> Brief: Reproduce the items below with every "Reported" switched to "Located", leaving everything else unchanged.
::::
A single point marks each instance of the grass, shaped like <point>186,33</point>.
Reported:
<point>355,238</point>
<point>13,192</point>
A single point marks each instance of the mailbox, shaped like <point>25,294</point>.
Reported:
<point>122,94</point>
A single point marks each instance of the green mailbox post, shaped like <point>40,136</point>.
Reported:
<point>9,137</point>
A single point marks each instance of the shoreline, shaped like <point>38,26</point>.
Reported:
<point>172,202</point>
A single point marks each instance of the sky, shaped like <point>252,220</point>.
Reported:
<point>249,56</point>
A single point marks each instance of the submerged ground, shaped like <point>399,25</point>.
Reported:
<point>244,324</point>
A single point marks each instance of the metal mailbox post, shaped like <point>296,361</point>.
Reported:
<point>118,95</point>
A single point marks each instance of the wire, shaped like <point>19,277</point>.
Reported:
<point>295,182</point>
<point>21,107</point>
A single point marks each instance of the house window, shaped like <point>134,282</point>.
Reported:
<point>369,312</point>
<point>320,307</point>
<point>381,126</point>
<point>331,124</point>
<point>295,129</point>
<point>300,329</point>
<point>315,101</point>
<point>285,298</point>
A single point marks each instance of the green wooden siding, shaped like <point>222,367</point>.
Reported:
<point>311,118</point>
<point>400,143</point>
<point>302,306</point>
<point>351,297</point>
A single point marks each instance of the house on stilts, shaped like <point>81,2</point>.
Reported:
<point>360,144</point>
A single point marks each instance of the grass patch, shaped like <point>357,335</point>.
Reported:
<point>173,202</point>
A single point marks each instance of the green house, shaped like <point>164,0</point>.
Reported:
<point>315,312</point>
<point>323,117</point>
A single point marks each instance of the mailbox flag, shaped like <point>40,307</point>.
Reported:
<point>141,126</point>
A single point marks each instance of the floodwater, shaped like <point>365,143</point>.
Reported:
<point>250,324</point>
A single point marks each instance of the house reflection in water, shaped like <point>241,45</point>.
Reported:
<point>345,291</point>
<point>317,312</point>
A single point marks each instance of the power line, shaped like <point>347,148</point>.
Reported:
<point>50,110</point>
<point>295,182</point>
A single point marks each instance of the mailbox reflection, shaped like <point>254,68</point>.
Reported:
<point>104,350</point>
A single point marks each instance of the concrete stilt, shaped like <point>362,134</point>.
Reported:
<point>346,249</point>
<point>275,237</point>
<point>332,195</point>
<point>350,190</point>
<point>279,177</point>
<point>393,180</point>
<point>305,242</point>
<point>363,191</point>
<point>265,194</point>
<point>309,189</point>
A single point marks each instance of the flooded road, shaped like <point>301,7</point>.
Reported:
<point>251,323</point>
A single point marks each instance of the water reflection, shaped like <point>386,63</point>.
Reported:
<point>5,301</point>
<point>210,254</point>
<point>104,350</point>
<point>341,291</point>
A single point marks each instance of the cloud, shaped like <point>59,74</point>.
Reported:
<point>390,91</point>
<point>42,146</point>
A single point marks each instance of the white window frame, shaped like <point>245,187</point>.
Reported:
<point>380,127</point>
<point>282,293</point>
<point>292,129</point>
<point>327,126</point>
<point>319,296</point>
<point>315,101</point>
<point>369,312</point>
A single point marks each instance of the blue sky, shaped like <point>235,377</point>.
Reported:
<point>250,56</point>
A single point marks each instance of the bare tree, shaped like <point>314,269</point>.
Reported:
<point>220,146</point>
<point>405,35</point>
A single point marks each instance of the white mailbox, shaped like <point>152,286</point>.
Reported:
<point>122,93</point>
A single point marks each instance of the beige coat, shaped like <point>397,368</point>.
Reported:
::::
> Response to the task:
A single point marks each instance of the grass, shaped like <point>186,33</point>.
Located:
<point>355,238</point>
<point>13,192</point>
A single point marks each instance of the mailbox, shaped like <point>25,294</point>.
Located:
<point>122,94</point>
A single point marks each instance of the green mailbox post, shaped like <point>40,136</point>.
Located:
<point>9,137</point>
A single point marks each instance of the shoreline, shaped like <point>38,26</point>.
Located:
<point>172,202</point>
A single point marks each instance of the sky, shaped like <point>252,220</point>.
Located:
<point>249,56</point>
A single point marks each instance of the submerged ground, shaped like <point>399,25</point>.
Located:
<point>244,324</point>
A single point marks each instance of the metal mailbox post, shaped like <point>296,361</point>.
Located:
<point>118,95</point>
A single point marks each instance of the wire, shaped like <point>19,277</point>.
Located:
<point>295,182</point>
<point>21,107</point>
A single point marks each instance of the house window, shaped like <point>134,282</point>.
Located:
<point>369,312</point>
<point>320,307</point>
<point>381,126</point>
<point>331,124</point>
<point>295,129</point>
<point>300,329</point>
<point>315,101</point>
<point>285,298</point>
A single point marks each instance of the green wooden siding, shaped like <point>222,367</point>.
Located:
<point>311,118</point>
<point>400,143</point>
<point>302,306</point>
<point>351,297</point>
A single point marks each instance of the house on stilts, shaped like <point>81,2</point>.
Located:
<point>360,144</point>
A single point marks each instance of the grass patch, shaped like <point>357,335</point>.
Located:
<point>173,202</point>
A single point marks each instance of the green house, shaped like <point>164,0</point>.
Located:
<point>315,312</point>
<point>323,117</point>
A single point marks each instance of the mailbox flag, shaped like <point>40,307</point>.
Located:
<point>141,126</point>
A single point marks each instance of the floodwater, shaped like <point>365,143</point>.
Located:
<point>250,324</point>
A single point marks each instance of the house reflection in water, shaped like <point>241,45</point>.
Located:
<point>345,291</point>
<point>317,312</point>
A single point marks each instance of the power line, shaped like <point>347,148</point>.
Located:
<point>50,110</point>
<point>295,182</point>
A single point marks each instance of the mailbox reflection, shaped like <point>254,68</point>.
Located:
<point>104,350</point>
A single point marks each instance of the concrete stilt, shaped like <point>362,134</point>.
Located:
<point>346,249</point>
<point>275,237</point>
<point>332,195</point>
<point>350,190</point>
<point>279,177</point>
<point>393,180</point>
<point>305,242</point>
<point>363,191</point>
<point>265,194</point>
<point>309,189</point>
A single point marks each instance of the flooded road, shaped like <point>301,7</point>.
Located:
<point>251,323</point>
A single point marks each instance of the water reflection, shaped like <point>386,63</point>.
Located:
<point>5,301</point>
<point>210,254</point>
<point>104,350</point>
<point>341,291</point>
A single point marks each instance of the cloud, shaped like <point>59,74</point>.
Located:
<point>390,91</point>
<point>42,146</point>
A single point marks each instance of the white window frame, shaped like <point>245,187</point>.
Located:
<point>380,127</point>
<point>282,293</point>
<point>292,129</point>
<point>327,126</point>
<point>319,296</point>
<point>315,101</point>
<point>369,312</point>
A single point marks each instance of the blue sky, shaped like <point>235,377</point>.
Located:
<point>250,56</point>
A single point marks each instance of the bare tree, shaped like <point>314,269</point>.
Located:
<point>220,146</point>
<point>405,35</point>
A single point marks each instance of the white mailbox, shaped like <point>152,286</point>.
Located:
<point>122,93</point>
A single point marks each instance of the beige coat, shaped like <point>397,368</point>.
Located:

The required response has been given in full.